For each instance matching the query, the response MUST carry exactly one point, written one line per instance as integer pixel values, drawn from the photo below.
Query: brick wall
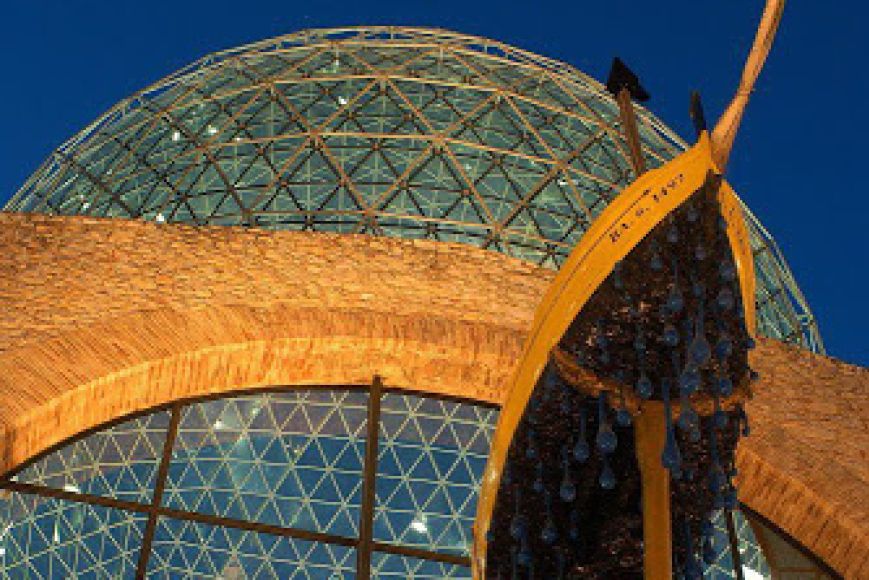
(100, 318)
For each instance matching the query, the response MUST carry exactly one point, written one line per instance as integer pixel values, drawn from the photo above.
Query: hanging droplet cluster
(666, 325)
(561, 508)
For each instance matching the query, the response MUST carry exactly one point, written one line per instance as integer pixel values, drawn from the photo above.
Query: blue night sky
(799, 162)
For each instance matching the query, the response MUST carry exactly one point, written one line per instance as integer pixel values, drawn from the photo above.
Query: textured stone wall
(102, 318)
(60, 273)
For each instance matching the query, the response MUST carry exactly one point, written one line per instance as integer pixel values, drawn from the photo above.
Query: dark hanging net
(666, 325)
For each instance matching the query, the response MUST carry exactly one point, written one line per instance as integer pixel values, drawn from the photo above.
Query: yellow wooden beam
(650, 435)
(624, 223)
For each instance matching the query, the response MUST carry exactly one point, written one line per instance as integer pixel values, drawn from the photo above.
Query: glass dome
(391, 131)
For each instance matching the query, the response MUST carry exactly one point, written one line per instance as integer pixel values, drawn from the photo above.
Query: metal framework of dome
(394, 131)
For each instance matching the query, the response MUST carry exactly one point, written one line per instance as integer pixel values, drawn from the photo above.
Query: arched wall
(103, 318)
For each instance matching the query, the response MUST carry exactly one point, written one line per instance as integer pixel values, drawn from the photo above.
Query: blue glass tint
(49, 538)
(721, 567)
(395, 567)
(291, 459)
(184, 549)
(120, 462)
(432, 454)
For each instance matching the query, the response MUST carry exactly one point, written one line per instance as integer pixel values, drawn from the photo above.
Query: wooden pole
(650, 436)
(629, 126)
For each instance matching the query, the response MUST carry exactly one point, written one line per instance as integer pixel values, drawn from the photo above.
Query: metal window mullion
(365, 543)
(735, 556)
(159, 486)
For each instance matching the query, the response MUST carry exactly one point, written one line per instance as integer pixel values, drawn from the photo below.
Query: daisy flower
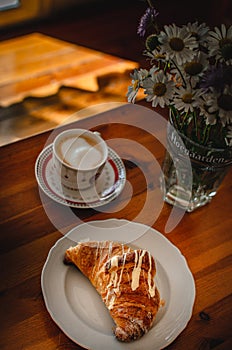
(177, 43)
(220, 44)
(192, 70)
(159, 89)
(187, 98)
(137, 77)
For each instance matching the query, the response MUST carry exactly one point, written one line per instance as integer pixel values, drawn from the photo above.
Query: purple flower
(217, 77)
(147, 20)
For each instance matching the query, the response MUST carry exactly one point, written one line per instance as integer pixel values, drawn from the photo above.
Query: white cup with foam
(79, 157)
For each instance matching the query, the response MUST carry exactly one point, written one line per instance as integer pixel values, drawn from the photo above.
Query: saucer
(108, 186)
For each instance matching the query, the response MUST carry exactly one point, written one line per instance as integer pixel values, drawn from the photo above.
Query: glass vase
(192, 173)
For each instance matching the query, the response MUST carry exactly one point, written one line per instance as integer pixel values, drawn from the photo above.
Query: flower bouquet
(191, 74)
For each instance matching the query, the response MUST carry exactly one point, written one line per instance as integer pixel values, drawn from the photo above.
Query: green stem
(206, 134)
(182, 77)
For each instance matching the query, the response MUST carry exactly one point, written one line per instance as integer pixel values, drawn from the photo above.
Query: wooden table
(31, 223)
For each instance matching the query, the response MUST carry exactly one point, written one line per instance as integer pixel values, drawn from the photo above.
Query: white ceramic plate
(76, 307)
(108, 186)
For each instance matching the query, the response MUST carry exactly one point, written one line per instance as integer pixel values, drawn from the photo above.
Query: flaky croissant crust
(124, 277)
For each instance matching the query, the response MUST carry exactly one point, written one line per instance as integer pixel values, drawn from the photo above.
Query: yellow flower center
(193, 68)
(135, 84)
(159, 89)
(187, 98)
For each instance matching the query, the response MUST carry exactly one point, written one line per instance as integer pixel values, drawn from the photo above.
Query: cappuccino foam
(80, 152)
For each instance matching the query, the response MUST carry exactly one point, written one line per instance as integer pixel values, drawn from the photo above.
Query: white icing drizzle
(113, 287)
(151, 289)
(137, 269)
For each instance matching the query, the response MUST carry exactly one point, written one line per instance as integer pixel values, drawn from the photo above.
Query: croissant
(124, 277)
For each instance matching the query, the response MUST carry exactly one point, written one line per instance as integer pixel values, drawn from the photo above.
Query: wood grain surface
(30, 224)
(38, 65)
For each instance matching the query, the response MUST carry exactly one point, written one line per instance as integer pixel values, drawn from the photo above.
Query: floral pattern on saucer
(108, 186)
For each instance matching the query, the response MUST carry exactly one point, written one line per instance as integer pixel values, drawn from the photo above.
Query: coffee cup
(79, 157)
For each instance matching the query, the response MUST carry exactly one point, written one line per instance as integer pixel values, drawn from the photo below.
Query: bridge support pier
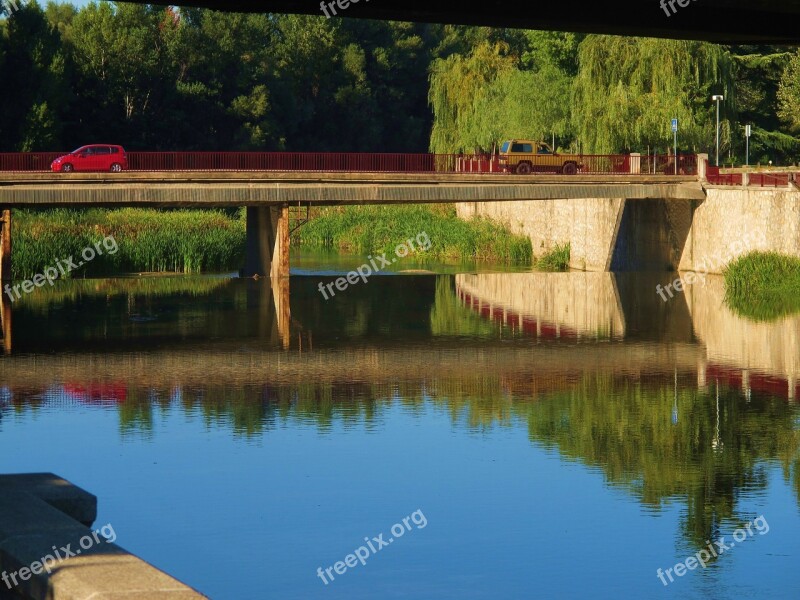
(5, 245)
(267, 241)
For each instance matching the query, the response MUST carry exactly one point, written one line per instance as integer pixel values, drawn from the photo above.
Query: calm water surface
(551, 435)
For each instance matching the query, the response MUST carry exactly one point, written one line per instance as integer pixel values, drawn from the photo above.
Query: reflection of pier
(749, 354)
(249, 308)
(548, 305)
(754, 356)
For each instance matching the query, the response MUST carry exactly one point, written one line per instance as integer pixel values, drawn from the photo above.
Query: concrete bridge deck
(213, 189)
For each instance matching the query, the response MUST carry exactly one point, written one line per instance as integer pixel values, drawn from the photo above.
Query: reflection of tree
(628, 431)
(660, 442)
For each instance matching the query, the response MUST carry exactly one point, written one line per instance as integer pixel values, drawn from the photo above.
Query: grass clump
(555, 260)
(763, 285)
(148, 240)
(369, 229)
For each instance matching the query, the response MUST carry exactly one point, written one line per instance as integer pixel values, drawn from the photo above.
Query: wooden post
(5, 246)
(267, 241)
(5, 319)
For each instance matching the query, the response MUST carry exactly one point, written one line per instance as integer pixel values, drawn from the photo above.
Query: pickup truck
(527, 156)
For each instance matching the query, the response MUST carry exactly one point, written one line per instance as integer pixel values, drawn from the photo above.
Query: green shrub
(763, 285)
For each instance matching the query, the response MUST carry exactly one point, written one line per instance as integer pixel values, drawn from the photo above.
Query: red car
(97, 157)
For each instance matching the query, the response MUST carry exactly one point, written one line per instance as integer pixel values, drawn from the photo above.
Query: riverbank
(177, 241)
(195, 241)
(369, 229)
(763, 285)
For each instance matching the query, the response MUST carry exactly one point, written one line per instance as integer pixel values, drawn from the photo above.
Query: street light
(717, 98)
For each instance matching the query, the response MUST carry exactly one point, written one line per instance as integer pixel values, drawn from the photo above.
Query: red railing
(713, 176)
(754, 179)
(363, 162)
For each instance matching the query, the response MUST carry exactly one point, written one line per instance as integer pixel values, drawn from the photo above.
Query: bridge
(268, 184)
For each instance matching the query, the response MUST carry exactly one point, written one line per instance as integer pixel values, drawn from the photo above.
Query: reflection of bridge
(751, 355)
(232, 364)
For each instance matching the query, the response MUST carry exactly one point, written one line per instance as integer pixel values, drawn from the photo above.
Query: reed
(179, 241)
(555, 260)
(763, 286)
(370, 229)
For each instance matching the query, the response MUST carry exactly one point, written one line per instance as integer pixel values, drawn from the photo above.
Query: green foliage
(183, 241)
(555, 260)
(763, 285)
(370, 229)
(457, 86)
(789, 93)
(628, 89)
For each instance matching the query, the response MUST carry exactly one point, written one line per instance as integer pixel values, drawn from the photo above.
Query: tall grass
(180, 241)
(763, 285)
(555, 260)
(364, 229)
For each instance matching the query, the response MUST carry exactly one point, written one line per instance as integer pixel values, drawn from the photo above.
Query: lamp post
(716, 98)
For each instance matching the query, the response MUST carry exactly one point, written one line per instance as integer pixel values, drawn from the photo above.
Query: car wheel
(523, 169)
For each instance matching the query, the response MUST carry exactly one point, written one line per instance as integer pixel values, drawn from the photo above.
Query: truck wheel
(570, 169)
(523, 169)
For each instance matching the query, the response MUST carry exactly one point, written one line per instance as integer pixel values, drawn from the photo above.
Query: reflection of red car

======

WHAT THE EXERCISE ASKS: Copy exactly, please, the span of lines that begins at the line with "Query: red railing" and ends at the last line of the data, both included.

ANSWER SECTION:
Query: red railing
(713, 176)
(754, 179)
(363, 162)
For each instance matching the query, the response MUST carry exactly one point, written one line per instance as integer pixel values, drawn from the photo above.
Query: bridge
(268, 184)
For each instance matching the query, the response MUST carry exactly one point, written one line per instance as integer pixel values, drawn from the photo above.
Query: reflection of bridge
(751, 355)
(232, 364)
For each instance matching the query, the response MUST carry exactly one point, written one line per instance as integer pixel values, drawn from the photo above.
Query: reed
(179, 241)
(555, 260)
(763, 286)
(370, 229)
For each instance matching the query, the response MUST carry exactly one point, written one line per instance as integer pixel values, drawn from the photo above.
Query: green foliage
(183, 241)
(555, 260)
(763, 285)
(370, 229)
(457, 86)
(789, 93)
(628, 89)
For each instance matching the query, the response MUST carry exactly one point, written one line per instance as integer pixel values, drawn from the photo above.
Query: tall grass
(180, 241)
(763, 285)
(555, 260)
(364, 229)
For each instance matching the query, the response MUST carry exactly one point, written one line per instance as integer pixel values, drawn from the photo above.
Query: lamp post
(716, 98)
For each instance matching the query, the response MUST carry exactly one point, written one line per instance as integer pixel values, drawn from the photo above.
Query: car wheel
(523, 169)
For each instance matching the query, the response MUST carry exactly one point, written one line per instance as integer pixel values, drawn from the photo above.
Query: truck wheel
(570, 169)
(523, 169)
For each instance matching the query, the response MUST carry exactly one point, written one line per instance as integer pixel values, drawn from the photo above.
Query: reflection of red car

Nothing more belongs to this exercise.